» EXCERPT TO READ
--- begin ---

==================================================
#acumos-meeting: Acumos TSC Architecture Committee
==================================================


Meeting started by bryan_att at 14:04:29 UTC.  The full logs are
available at
http://ircbot.wl.linuxfoundation.org/meetings/acumos-meeting/2018/acumos-meeting.2018-06-21-14.04.log.html
.


Meeting summary
---------------

* Agenda  (bryan_att, 14:04:41)
  * New epics added in the last few days from the AT&T CMLP team
    (bryan_att, 14:05:27)
  * present: Bryan, Aimee, Anand, Chris, Chuxin, Farheen, Nat, Ofer,
    Pantelis  (bryan_att, 14:07:21)

* New AT&T CMLP team epics  (bryan_att, 14:07:46)
  * https://jira.acumos.org/browse/ACUMOS-1181 "DataSet Management
    Capabilities"  (bryan_att, 14:09:38)
  * Anwar: CMLP team has some code implementing the use case "I want to
    : be able to create and manage different datasets (training, testing
    & scoring) that contains the metadata of the datasets with
    optionally linked with the source of the dataset, so that: I can use
    it building the model and scoring the predictions using a model"
    (bryan_att, 14:10:47)
  * Pantelis: this relates to functions being considered for the
    Training project; the code is welcome; AT&T has been present,
    looking forward to CMLP team joining  (bryan_att, 14:11:41)
  * Pantelis: the training project has assumed that a PoC will be
    developed but not released code yet; some reqs will be defered to
    Release B.  (bryan_att, 14:12:29)
  * Anwar: the CMLP team is not here today so we will ask them to join
    the next call (Community committee on Tue), give a demo etc.
    (bryan_att, 14:13:22)

--- end ---

» WRITTEN TASKS
A: Using the meeting summary above, say whether each statement agrees with it, answering yes or no and quoting the words that decide it: (i) bryan_att started the meeting. (ii) The CMLP team attended this meeting. (iii) Pantelis said the training project has already released code.
B: Count the lines in the records below that contain the string "bark", and give only the number.

» DATA ENTRIES
--- begin ---

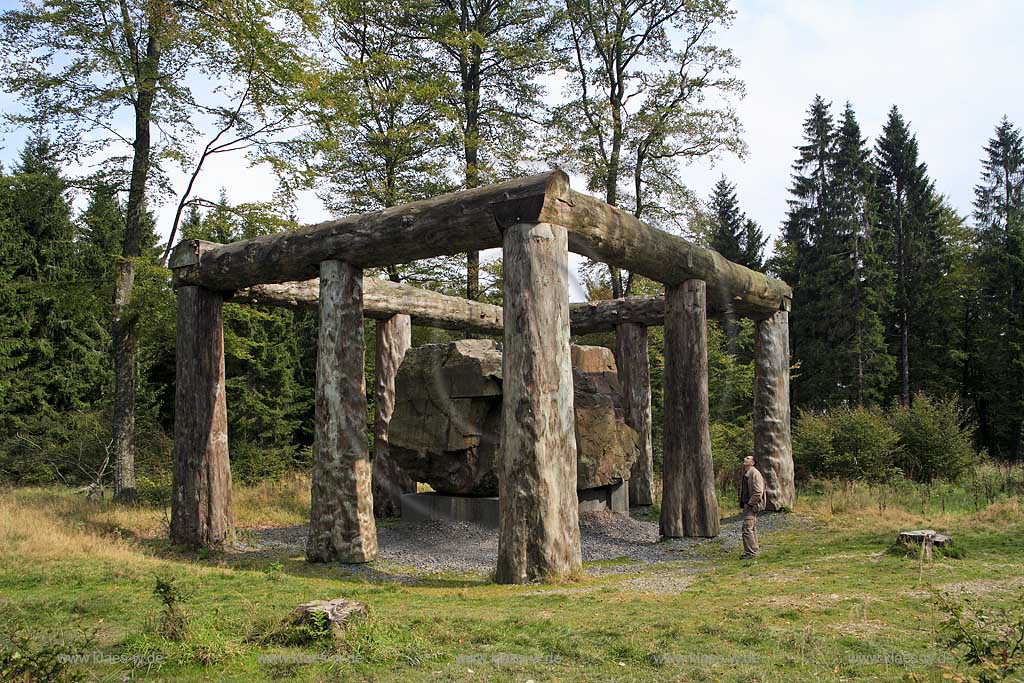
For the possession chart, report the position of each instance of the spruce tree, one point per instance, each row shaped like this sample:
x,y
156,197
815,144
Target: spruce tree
x,y
861,276
908,215
727,221
999,218
800,259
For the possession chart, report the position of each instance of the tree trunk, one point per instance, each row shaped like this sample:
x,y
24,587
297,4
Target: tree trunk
x,y
634,374
772,442
123,345
394,336
689,505
123,319
201,503
341,524
539,535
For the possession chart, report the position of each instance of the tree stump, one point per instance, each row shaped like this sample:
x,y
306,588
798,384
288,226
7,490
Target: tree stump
x,y
394,336
772,440
634,375
539,534
341,524
201,502
689,505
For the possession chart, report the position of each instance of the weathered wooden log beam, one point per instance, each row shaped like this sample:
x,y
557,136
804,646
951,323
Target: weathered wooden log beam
x,y
341,514
772,440
604,232
383,299
201,498
450,223
472,220
634,374
689,505
539,534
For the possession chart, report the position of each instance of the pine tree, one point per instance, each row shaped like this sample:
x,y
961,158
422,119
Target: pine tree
x,y
803,261
727,221
907,215
753,255
999,218
861,278
733,235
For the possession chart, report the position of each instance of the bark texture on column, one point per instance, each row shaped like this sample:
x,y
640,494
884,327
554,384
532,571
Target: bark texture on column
x,y
394,336
540,526
201,502
689,505
772,444
341,524
634,374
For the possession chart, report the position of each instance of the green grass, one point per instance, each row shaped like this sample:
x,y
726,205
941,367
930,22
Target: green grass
x,y
825,601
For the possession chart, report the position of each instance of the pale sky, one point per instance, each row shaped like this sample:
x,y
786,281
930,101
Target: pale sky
x,y
953,69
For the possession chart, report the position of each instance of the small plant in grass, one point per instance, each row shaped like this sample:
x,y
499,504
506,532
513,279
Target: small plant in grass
x,y
22,660
173,620
989,641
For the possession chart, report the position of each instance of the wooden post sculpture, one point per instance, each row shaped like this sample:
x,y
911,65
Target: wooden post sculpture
x,y
540,527
689,505
201,511
341,524
772,444
634,373
394,336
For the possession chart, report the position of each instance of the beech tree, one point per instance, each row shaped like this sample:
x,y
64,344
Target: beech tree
x,y
83,69
493,51
647,90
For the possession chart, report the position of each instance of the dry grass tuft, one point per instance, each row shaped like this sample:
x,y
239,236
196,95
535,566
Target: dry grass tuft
x,y
49,524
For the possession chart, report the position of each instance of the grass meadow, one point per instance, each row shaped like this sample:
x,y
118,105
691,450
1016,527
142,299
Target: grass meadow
x,y
824,602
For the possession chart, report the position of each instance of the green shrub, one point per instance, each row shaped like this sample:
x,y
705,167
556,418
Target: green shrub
x,y
936,441
729,443
846,443
173,619
988,641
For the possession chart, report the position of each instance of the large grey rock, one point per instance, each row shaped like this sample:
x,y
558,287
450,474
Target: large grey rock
x,y
445,429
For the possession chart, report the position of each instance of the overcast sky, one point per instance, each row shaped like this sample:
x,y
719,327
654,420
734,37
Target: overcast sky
x,y
953,69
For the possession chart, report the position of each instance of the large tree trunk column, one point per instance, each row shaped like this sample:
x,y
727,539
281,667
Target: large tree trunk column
x,y
341,524
772,444
540,517
689,506
634,373
201,503
394,336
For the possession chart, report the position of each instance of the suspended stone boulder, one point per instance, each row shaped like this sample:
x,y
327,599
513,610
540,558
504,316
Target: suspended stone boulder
x,y
445,429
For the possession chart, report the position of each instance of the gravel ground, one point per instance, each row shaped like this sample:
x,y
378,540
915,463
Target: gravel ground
x,y
409,551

--- end ---

» ANSWERS TO THE EXERCISES
A:
(i) Yes: "Meeting started by bryan_att at 14:04:29 UTC."
(ii) No: "the CMLP team is not here today"
(iii) No: "the training project has assumed that a PoC will be developed but not released code yet"

B: 2